Texto de origem —
(1885 – 1963)
Democrata antifascista, conspirador contra a monarquia, militante republicano e resistente durante a Ditadura, este notável escritor é autor de uma das mais importantes obras literárias portuguesas do século XX, abrangendo ficção, crítica, biografia, evocação histórica, ensaio, teatro, etnografia, polémica, tradução e contos para crianças.
Aquilino Gomes Ribeiro nasceu em Carregal de Tabosa, Sernancelhe, em 13 de Setembro de 1885 e faleceu em Lisboa a 27 de Maio de 1963.

Dados fornecidos —

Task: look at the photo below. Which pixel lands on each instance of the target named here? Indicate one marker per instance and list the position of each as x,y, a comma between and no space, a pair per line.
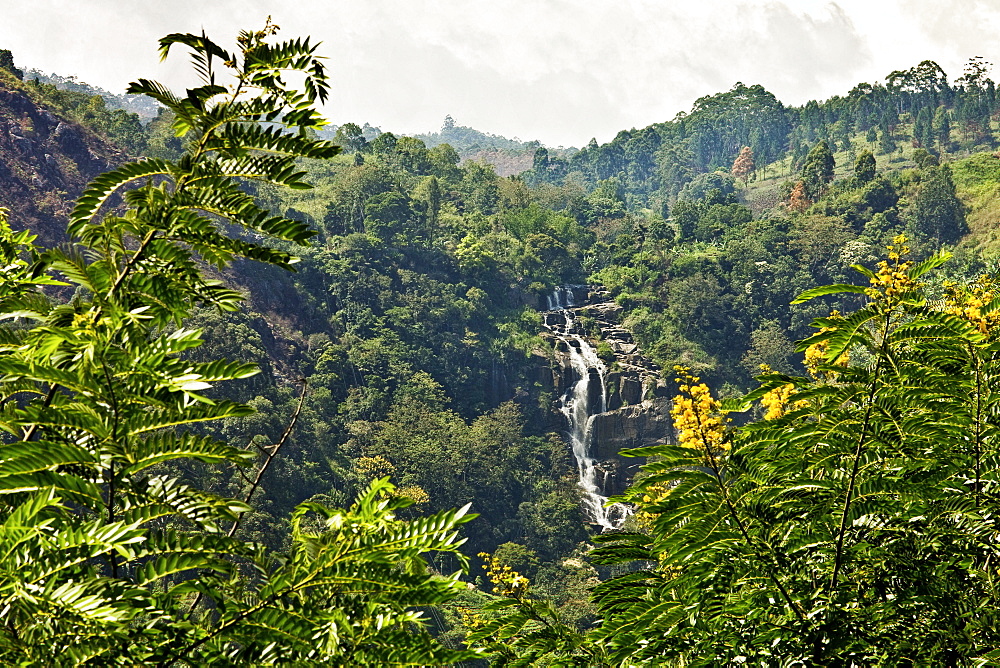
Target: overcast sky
560,71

Tarefas a realizar —
**a.** Transcreva o texto sobre Aquilino Ribeiro desde "(1885 – 1963)" até "contos para crianças.".
**b.** Responda a estas perguntas com base no texto sobre Aquilino Ribeiro:
(i) Em que localidade nasceu Aquilino Gomes Ribeiro?
(ii) Em que data faleceu?
(iii) Contra que regime conspirou?
**c.** Indique se cada afirmação está de acordo com o texto sobre Aquilino Ribeiro, citando as palavras que o decidem:
(i) Aquilino Ribeiro morreu em Lisboa.
(ii) A obra do escritor inclui contos para crianças.
(iii) Aquilino Ribeiro nasceu em 1895.
O material não é necessário para nada do que se pede.

Resultados das tarefas —
**a.**
(1885 – 1963)
Democrata antifascista, conspirador contra a monarquia, militante republicano e resistente durante a Ditadura, este notável escritor é autor de uma das mais importantes obras literárias portuguesas do século XX, abrangendo ficção, crítica, biografia, evocação histórica, ensaio, teatro, etnografia, polémica, tradução e contos para crianças.

**b.**
(i) Em Carregal de Tabosa, Sernancelhe.
(ii) A 27 de Maio de 1963.
(iii) Contra a monarquia.

**c.**
(i) Sim: "faleceu em Lisboa a 27 de Maio de 1963".
(ii) Sim: "tradução e contos para crianças".
(iii) Não: "em 13 de Setembro de 1885".